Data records
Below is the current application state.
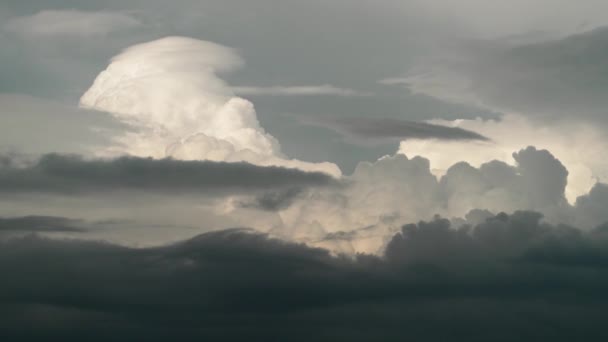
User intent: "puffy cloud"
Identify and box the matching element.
[0,212,608,341]
[399,114,608,202]
[383,28,608,202]
[4,9,142,37]
[80,37,341,176]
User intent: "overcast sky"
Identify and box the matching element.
[0,0,608,341]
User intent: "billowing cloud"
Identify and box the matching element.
[80,37,341,176]
[399,115,608,202]
[4,9,142,38]
[0,212,608,341]
[232,84,371,96]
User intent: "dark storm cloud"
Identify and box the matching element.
[0,216,84,233]
[240,188,304,211]
[0,154,336,194]
[0,212,608,341]
[411,27,608,124]
[310,118,490,141]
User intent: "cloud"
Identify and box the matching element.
[0,154,338,195]
[308,118,490,141]
[396,27,608,125]
[80,37,341,176]
[0,216,84,233]
[232,84,371,96]
[240,187,303,211]
[4,9,142,37]
[0,212,608,341]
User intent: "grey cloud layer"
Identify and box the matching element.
[0,154,336,194]
[0,212,608,341]
[319,118,490,141]
[0,216,84,233]
[408,27,608,124]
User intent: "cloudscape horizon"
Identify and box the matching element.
[0,0,608,341]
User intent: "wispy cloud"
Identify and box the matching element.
[4,10,142,37]
[232,84,372,96]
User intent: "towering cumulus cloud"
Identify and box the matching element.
[80,37,340,176]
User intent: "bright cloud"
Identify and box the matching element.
[80,37,341,176]
[5,10,142,37]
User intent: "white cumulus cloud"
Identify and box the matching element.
[80,37,341,176]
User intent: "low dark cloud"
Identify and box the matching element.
[0,212,608,341]
[313,118,490,141]
[0,216,84,233]
[0,154,336,195]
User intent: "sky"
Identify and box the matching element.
[0,0,608,341]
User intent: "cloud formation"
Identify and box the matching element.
[310,118,490,141]
[4,9,142,38]
[80,37,341,176]
[0,154,338,195]
[0,212,608,341]
[0,216,84,233]
[232,84,371,96]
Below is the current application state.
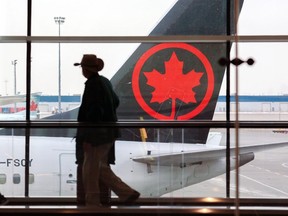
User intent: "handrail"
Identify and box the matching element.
[0,120,288,128]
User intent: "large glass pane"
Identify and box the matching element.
[32,0,231,36]
[0,125,230,197]
[31,43,226,120]
[0,0,27,35]
[238,0,288,35]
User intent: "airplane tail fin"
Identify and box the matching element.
[111,0,243,144]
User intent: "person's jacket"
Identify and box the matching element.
[76,74,120,164]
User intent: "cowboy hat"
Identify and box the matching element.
[74,54,104,71]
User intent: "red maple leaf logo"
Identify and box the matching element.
[144,52,203,119]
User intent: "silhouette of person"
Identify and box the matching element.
[74,54,140,207]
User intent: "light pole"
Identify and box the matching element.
[12,59,17,95]
[12,59,17,113]
[54,17,65,112]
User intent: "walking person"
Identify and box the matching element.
[74,54,140,207]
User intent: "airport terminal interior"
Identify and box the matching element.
[0,0,288,216]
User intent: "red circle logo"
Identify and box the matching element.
[132,43,214,120]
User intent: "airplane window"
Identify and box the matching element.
[0,174,7,184]
[13,173,21,184]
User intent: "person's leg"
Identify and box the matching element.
[83,142,110,206]
[77,163,85,205]
[100,159,140,202]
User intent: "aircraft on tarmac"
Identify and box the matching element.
[0,92,41,121]
[0,0,287,197]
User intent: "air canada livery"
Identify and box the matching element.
[0,0,287,197]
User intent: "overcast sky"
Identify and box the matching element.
[0,0,288,95]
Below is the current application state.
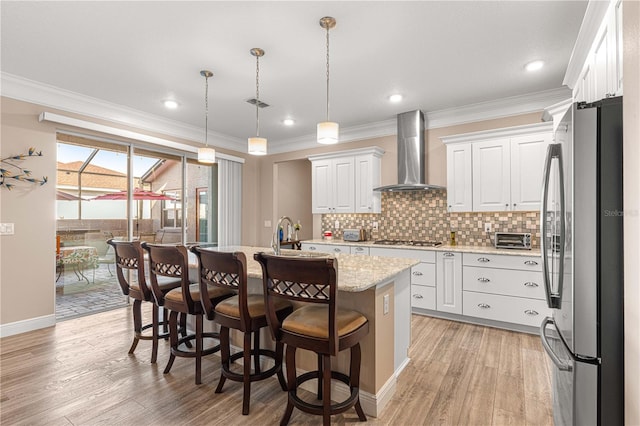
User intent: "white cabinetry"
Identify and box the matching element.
[441,123,553,211]
[447,143,473,212]
[369,247,436,311]
[462,253,550,327]
[563,0,623,102]
[436,251,462,314]
[309,147,384,214]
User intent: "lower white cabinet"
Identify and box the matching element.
[462,253,550,327]
[436,251,462,314]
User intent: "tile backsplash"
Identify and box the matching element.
[322,189,540,248]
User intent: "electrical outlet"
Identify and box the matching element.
[0,223,14,235]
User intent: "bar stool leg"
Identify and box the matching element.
[242,331,252,416]
[322,354,331,426]
[215,327,231,393]
[349,343,367,422]
[129,299,142,354]
[280,345,297,426]
[164,311,178,374]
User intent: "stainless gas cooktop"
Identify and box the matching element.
[373,240,442,247]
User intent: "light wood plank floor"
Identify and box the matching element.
[0,308,553,426]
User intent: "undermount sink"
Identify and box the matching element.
[280,250,331,257]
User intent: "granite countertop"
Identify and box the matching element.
[302,239,540,257]
[195,246,420,292]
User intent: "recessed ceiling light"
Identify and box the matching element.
[524,61,544,72]
[164,99,178,109]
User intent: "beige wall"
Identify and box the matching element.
[623,1,640,425]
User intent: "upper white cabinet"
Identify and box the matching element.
[441,122,553,212]
[309,147,384,214]
[447,143,473,212]
[563,0,623,102]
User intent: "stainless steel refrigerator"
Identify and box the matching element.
[540,97,624,426]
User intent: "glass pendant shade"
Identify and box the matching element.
[198,146,216,164]
[249,137,267,155]
[318,121,340,145]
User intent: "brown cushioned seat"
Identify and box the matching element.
[191,246,292,415]
[254,253,369,425]
[282,305,367,339]
[142,243,233,385]
[215,294,291,318]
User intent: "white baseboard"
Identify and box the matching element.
[0,314,56,337]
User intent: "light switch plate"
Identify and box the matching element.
[0,223,14,235]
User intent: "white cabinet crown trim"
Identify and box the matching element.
[440,122,553,145]
[307,146,384,161]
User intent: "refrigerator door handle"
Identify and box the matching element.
[540,144,566,308]
[540,317,573,371]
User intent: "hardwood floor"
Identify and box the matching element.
[0,308,553,426]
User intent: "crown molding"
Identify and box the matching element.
[0,72,571,155]
[562,0,613,89]
[1,72,246,152]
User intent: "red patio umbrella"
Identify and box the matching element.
[56,190,88,201]
[92,188,176,201]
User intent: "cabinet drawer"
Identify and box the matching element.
[411,263,436,287]
[462,291,551,327]
[302,243,351,254]
[462,253,542,271]
[462,266,545,300]
[351,247,369,256]
[369,247,436,263]
[411,285,436,311]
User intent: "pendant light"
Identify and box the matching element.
[248,47,267,155]
[198,70,216,164]
[318,16,339,145]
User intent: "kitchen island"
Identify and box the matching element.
[200,246,419,416]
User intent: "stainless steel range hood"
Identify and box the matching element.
[374,110,443,192]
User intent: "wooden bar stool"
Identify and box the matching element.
[254,253,369,425]
[107,239,180,364]
[142,243,233,385]
[191,246,293,415]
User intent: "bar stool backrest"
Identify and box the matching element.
[254,252,338,355]
[107,238,152,300]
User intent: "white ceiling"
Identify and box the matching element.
[1,1,587,152]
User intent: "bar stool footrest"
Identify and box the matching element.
[289,370,360,415]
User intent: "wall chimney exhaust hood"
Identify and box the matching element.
[374,110,444,192]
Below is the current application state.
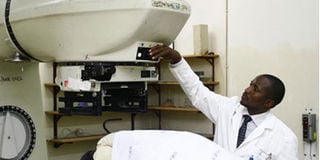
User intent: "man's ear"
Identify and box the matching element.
[264,99,275,109]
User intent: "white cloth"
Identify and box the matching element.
[170,59,298,160]
[112,130,248,160]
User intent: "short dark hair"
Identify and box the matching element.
[261,74,286,106]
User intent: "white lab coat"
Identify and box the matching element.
[169,59,298,160]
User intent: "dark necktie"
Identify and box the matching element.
[237,115,252,147]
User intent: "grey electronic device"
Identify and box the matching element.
[302,114,317,142]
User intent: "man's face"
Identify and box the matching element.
[240,76,271,114]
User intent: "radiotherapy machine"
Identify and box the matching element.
[0,0,190,159]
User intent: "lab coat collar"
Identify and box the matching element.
[238,112,275,149]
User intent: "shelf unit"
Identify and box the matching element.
[45,55,219,148]
[148,53,219,139]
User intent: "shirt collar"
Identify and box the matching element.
[242,110,270,126]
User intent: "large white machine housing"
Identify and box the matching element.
[0,0,190,62]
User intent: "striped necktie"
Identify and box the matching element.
[237,115,252,147]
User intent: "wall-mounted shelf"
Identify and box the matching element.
[48,134,106,148]
[44,54,219,148]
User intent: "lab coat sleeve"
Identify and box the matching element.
[169,58,236,122]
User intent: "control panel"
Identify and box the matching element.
[302,114,317,142]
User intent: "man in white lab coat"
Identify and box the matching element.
[150,46,298,160]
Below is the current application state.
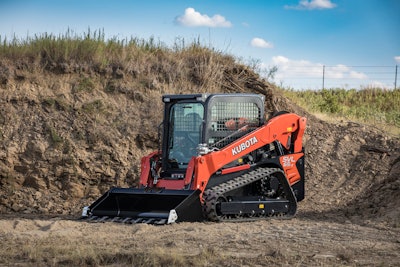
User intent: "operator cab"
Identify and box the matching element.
[161,94,264,179]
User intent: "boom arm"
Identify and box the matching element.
[191,113,306,192]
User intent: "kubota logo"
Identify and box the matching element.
[232,136,258,156]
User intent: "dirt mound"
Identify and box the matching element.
[0,57,400,227]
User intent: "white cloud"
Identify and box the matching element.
[175,7,232,28]
[285,0,336,10]
[264,55,378,89]
[250,37,274,48]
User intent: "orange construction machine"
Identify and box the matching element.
[82,94,306,224]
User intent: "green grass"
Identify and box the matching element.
[283,88,400,134]
[0,29,400,136]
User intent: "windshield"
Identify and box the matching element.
[168,103,204,169]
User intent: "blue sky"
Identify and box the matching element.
[0,0,400,89]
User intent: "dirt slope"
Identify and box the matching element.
[0,56,400,266]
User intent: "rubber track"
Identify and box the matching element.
[203,168,296,222]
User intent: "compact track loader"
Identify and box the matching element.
[82,94,306,224]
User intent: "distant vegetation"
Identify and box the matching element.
[0,29,400,135]
[283,88,400,133]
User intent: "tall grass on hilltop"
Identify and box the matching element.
[0,29,236,92]
[283,88,400,131]
[0,29,400,133]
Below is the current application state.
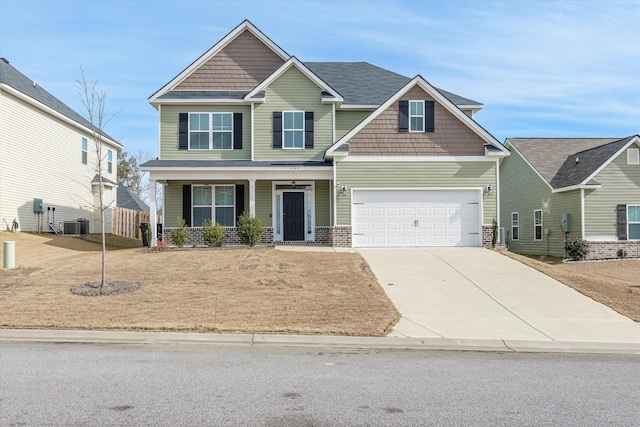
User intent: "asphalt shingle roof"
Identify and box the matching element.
[116,185,149,213]
[508,135,636,188]
[304,62,482,106]
[0,58,116,142]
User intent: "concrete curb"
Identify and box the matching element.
[0,329,640,355]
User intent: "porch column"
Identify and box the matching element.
[149,181,158,247]
[249,179,256,216]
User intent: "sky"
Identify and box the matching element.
[0,0,640,157]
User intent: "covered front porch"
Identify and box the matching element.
[144,160,335,246]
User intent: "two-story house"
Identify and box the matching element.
[142,21,509,247]
[0,58,122,233]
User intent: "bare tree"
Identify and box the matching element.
[76,66,115,292]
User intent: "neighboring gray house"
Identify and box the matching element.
[0,58,122,233]
[500,135,640,259]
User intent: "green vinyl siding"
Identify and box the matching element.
[500,150,582,256]
[315,181,331,227]
[160,105,251,160]
[163,181,249,227]
[336,110,372,141]
[254,67,333,160]
[336,161,497,225]
[255,181,273,227]
[584,146,640,240]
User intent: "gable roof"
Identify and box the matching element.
[116,184,150,213]
[505,135,640,190]
[244,56,343,102]
[148,19,291,103]
[325,75,509,156]
[304,62,482,109]
[0,58,122,147]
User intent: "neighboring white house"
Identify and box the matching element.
[0,58,122,233]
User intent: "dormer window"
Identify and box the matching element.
[409,101,424,132]
[398,100,435,133]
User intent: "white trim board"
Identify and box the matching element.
[336,156,496,163]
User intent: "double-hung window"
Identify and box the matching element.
[193,185,213,227]
[107,150,113,173]
[189,113,233,150]
[282,111,304,148]
[409,101,424,132]
[533,209,542,240]
[211,113,233,150]
[192,185,235,227]
[627,205,640,240]
[215,185,235,227]
[82,138,89,165]
[511,212,520,240]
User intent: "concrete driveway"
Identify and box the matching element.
[358,248,640,343]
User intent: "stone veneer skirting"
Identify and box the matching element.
[162,225,351,247]
[586,240,640,259]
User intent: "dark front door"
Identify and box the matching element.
[282,193,304,241]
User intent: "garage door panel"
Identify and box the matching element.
[353,190,481,247]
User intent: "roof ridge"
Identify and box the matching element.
[570,136,633,156]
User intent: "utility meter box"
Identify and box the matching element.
[562,214,571,233]
[33,199,44,213]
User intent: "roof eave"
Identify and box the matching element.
[551,184,602,193]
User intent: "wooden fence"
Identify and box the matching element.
[113,208,162,239]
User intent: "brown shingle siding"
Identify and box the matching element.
[349,87,484,156]
[175,30,284,90]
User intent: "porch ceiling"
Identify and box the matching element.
[141,160,333,181]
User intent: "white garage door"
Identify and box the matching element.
[351,190,482,248]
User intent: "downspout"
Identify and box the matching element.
[580,188,586,240]
[496,157,505,232]
[331,157,338,227]
[251,102,256,161]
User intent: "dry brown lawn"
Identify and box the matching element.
[499,251,640,322]
[0,232,400,336]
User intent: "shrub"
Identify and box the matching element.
[237,212,264,246]
[564,238,589,261]
[171,216,187,248]
[202,219,224,248]
[149,240,169,252]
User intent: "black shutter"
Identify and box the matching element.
[304,111,313,148]
[236,185,244,226]
[398,101,409,132]
[178,113,189,150]
[233,113,242,150]
[424,101,435,132]
[273,111,282,148]
[182,184,191,227]
[617,205,627,240]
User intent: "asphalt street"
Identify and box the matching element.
[0,342,640,427]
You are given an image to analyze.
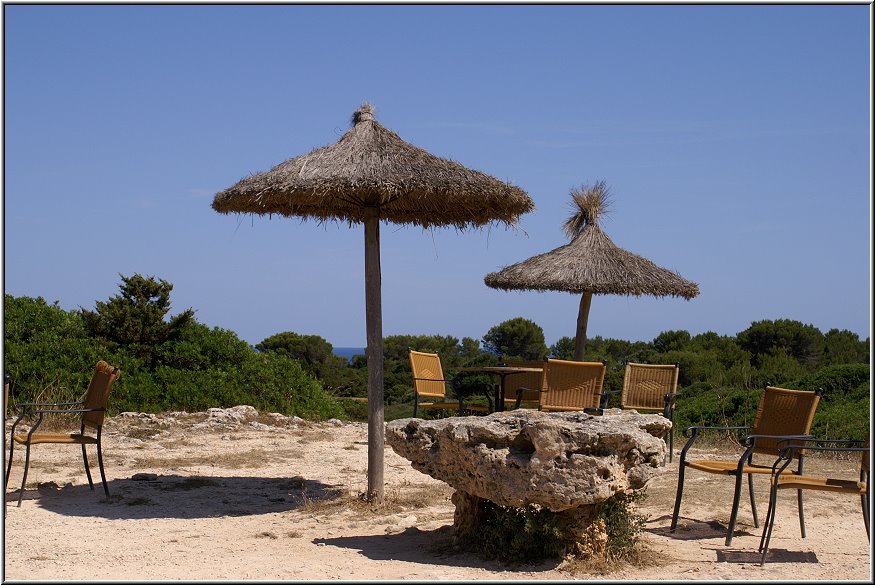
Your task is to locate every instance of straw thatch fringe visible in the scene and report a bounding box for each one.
[213,103,534,229]
[562,181,610,239]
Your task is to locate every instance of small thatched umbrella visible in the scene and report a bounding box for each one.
[484,181,699,361]
[213,103,534,500]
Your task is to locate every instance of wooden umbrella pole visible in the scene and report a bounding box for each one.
[574,291,592,362]
[365,207,385,502]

* _Exercise objective_
Rewrite every line of the items from the start through the line that contains "[0,154,336,195]", both ends included, keeping the wording lines unchanged and multiplying each bounding-box coordinate by 2.2, rounded to whole numbers with halves rounded up. Leave the pictures out.

* _The answer_
Below is the current application state.
User intent: "puffy cloud"
Identify and box the matching element.
[0,466,1338,750]
[878,251,1338,444]
[843,62,1338,444]
[9,20,312,81]
[176,81,750,387]
User intent: "overcast sky"
Identify and box the matching element.
[0,0,1338,750]
User intent: "billowing cloud"
Identify and box the matching element.
[176,81,750,387]
[878,253,1338,444]
[9,20,312,84]
[0,466,1338,750]
[510,185,816,211]
User intent: "dark storm cloud"
Identify and box the matching element.
[0,475,185,513]
[528,414,669,464]
[0,339,739,427]
[0,466,1338,750]
[904,59,1338,273]
[682,260,1078,310]
User intent: "cloud"
Identify and box the matching element.
[0,339,744,429]
[678,260,1078,310]
[871,59,1338,275]
[176,81,750,387]
[0,475,185,513]
[510,185,816,211]
[528,411,667,464]
[9,20,312,81]
[0,466,1338,750]
User intent: "grey cloud layer"
Identify and box the matching element.
[0,339,739,427]
[0,466,1338,750]
[702,260,1078,310]
[0,475,185,513]
[898,59,1338,273]
User intent: "cloudscape horizon"
Identify and box the matching element.
[0,0,1338,750]
User intent: "wispy cloud"
Identify and box the matching element.
[9,22,312,81]
[510,185,818,211]
User intent: "towering cumulus cloud"
Identify and box the matching element.
[176,81,748,387]
User intent: "bright cloud"
Identify and box the matching element.
[176,81,750,387]
[11,22,312,81]
User intent: "white cumulus cloud"
Identify and box the matching element.
[176,81,750,387]
User intent: "low dark cloud"
Identify and box the matching element.
[0,466,1338,750]
[689,260,1078,310]
[0,475,185,513]
[0,339,739,429]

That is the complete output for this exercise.